(Dataset records)
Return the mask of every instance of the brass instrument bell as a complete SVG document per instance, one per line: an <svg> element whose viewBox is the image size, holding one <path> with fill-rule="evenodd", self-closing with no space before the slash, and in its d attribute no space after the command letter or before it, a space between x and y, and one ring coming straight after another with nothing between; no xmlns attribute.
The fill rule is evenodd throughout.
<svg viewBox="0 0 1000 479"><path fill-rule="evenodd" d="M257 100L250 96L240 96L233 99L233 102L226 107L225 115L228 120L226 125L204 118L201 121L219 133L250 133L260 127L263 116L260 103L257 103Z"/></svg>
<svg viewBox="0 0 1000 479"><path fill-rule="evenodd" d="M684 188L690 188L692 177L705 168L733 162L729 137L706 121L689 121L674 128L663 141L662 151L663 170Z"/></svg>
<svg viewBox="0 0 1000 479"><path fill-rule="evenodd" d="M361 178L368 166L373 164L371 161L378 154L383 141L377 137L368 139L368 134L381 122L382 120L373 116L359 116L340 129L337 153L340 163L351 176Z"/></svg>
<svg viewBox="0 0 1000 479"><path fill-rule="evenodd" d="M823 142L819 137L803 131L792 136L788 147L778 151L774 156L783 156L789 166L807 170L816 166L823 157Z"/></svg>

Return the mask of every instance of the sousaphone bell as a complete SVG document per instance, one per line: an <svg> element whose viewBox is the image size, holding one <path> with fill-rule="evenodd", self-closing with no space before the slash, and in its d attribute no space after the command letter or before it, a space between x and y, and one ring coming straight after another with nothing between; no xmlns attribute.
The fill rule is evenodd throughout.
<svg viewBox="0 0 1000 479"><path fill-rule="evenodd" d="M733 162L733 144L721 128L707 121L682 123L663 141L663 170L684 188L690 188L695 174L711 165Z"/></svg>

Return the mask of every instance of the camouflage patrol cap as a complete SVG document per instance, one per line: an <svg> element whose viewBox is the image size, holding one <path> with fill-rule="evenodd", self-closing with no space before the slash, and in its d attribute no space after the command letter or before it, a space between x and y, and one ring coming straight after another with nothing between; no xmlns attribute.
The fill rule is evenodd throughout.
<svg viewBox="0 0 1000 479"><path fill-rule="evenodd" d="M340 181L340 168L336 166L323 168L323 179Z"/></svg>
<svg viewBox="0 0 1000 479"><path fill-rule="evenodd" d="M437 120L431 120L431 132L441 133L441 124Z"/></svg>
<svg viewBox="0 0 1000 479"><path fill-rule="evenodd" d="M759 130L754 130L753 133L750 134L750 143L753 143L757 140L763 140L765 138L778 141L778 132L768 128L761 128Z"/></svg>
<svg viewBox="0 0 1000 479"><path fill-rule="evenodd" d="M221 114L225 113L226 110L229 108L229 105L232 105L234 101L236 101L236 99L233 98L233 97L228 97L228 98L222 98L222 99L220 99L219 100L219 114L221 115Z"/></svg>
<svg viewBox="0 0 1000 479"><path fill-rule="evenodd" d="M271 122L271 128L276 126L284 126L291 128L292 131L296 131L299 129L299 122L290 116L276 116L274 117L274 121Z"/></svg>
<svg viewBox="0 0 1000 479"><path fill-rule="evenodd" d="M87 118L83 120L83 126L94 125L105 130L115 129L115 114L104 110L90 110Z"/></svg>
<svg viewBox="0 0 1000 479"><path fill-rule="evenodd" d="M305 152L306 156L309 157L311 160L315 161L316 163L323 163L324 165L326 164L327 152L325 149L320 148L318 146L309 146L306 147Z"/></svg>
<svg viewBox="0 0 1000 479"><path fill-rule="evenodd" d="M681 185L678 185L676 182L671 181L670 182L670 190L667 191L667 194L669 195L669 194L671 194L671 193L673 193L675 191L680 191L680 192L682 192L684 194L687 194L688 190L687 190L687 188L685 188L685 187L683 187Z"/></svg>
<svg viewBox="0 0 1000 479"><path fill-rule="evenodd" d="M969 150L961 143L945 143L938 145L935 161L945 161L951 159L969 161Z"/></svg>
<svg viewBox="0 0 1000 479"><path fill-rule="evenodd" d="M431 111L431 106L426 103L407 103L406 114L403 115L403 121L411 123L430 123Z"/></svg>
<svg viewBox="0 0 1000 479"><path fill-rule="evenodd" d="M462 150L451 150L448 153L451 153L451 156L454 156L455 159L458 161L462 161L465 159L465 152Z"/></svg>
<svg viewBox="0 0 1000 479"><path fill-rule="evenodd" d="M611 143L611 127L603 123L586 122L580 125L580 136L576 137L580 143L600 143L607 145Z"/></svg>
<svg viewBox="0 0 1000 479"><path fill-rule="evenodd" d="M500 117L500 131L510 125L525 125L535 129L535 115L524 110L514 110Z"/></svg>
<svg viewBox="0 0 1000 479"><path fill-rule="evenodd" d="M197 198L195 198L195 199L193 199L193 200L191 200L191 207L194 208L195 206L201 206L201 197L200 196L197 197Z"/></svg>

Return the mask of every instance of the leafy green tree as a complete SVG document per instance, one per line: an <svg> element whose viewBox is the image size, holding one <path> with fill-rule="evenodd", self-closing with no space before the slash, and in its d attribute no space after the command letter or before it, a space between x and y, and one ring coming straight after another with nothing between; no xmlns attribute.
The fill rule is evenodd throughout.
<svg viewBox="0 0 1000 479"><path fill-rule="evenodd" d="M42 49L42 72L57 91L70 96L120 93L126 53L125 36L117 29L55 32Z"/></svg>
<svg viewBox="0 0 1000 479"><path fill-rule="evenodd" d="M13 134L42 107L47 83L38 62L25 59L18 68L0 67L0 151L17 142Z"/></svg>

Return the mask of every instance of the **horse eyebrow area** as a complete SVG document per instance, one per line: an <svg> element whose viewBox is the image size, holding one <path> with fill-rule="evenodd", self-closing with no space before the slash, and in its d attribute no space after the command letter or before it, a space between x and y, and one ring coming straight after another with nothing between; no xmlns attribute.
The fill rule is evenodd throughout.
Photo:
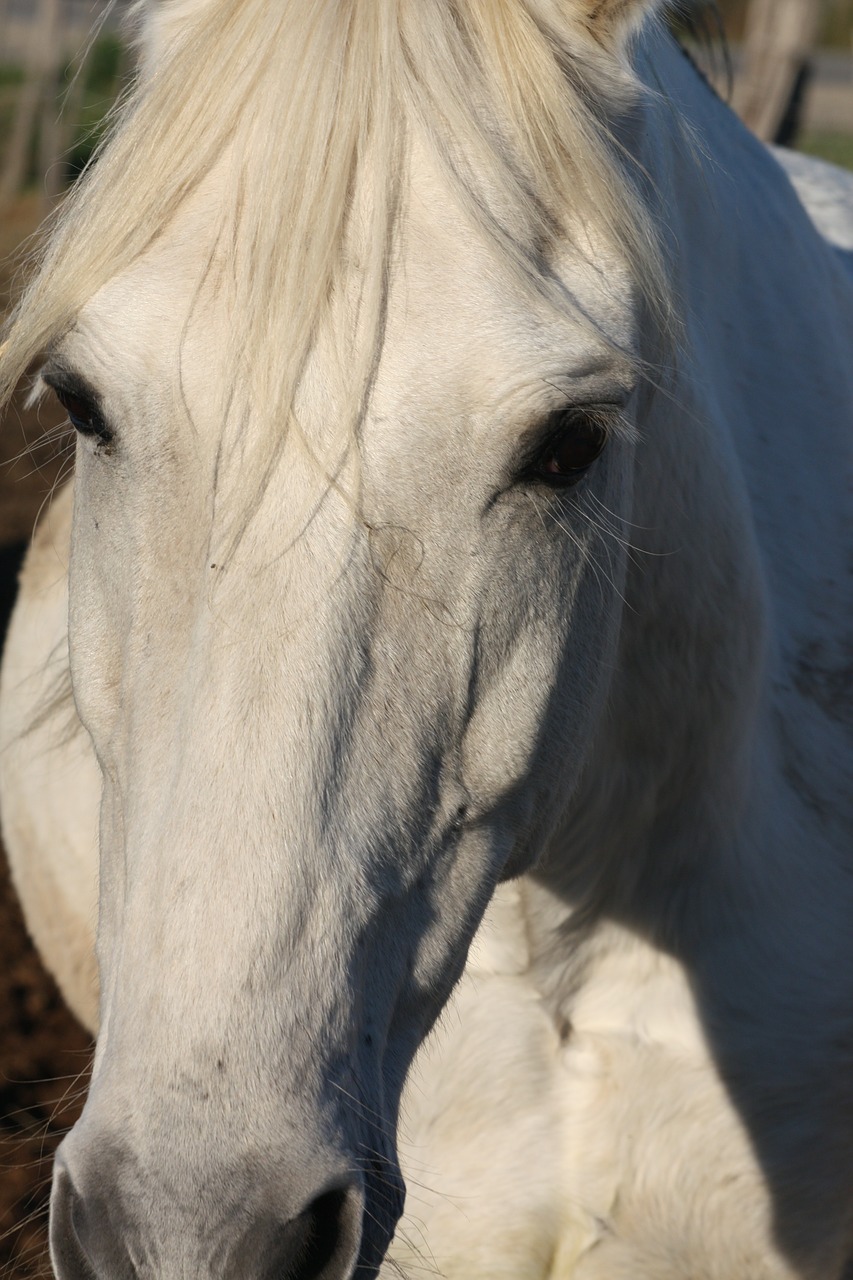
<svg viewBox="0 0 853 1280"><path fill-rule="evenodd" d="M103 401L99 391L91 382L73 369L58 355L49 355L39 371L39 378L52 391L62 391L66 395L77 396L85 400L99 413L103 410Z"/></svg>

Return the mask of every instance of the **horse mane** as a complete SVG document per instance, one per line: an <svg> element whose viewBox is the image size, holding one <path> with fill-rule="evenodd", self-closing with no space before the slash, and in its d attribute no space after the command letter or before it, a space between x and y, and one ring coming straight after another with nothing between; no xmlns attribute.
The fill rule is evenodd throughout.
<svg viewBox="0 0 853 1280"><path fill-rule="evenodd" d="M651 219L609 124L633 80L567 0L170 0L159 42L156 9L154 52L7 323L0 404L226 153L216 260L231 293L229 381L274 435L293 419L340 284L357 190L369 192L358 329L380 340L416 131L532 288L553 294L547 246L589 227L619 247L647 298L665 295ZM355 365L351 350L341 362L350 423L375 367L376 343L361 346Z"/></svg>

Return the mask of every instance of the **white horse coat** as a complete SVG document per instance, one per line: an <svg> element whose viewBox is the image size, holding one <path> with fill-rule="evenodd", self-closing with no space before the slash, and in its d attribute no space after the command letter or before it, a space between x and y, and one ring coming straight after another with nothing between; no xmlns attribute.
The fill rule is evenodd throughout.
<svg viewBox="0 0 853 1280"><path fill-rule="evenodd" d="M571 802L494 892L409 1075L382 1276L838 1280L853 1253L853 178L769 154L668 40L636 63L683 325L645 410L666 429L640 411L633 497L600 507L633 550L601 569L624 612ZM22 578L0 782L33 937L95 1030L101 770L67 701L43 713L71 509Z"/></svg>

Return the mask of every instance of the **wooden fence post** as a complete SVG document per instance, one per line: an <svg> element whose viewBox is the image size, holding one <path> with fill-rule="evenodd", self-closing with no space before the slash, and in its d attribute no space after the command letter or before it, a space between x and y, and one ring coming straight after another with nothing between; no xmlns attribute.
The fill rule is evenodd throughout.
<svg viewBox="0 0 853 1280"><path fill-rule="evenodd" d="M750 0L745 61L732 106L765 142L779 139L802 89L822 8L823 0Z"/></svg>
<svg viewBox="0 0 853 1280"><path fill-rule="evenodd" d="M24 82L0 172L0 210L20 191L26 177L30 145L45 98L57 109L58 66L61 59L60 0L40 0L30 23L24 61Z"/></svg>

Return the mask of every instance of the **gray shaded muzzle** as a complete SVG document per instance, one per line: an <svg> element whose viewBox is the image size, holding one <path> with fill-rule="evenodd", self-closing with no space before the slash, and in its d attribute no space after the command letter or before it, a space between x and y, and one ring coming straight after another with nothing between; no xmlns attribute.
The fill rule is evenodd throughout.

_Task prompt_
Take exactly the lines from the one containing "Return the mask of every instance of the sousaphone" through the one containing "Return the mask of every instance of the camouflage" in the data above, and output them with nothing added.

_Exercise output_
Return the mask of every instance of the sousaphone bell as a complete SVG document per instance, one per line: an <svg> element whose viewBox is the image size, holding one <path> with fill-rule="evenodd", self-closing with no space before the slash, and in its d attribute no space after the command letter or before it, a space between x and y, and one ring coming straight after another with nothing between; no xmlns attribute.
The fill rule is evenodd throughout.
<svg viewBox="0 0 1000 479"><path fill-rule="evenodd" d="M733 162L733 144L721 128L707 121L682 123L663 141L663 170L684 188L690 188L695 174L711 165Z"/></svg>

Return the mask of every instance of the camouflage patrol cap as a complete SVG document per instance, one per line: an <svg> element whose viewBox is the image size, holding one <path> with fill-rule="evenodd", self-closing with no space before the slash, and in its d attribute no space after the command letter or before it, a space between x and y, and one ring coming straight after another with nothing between; no xmlns attribute.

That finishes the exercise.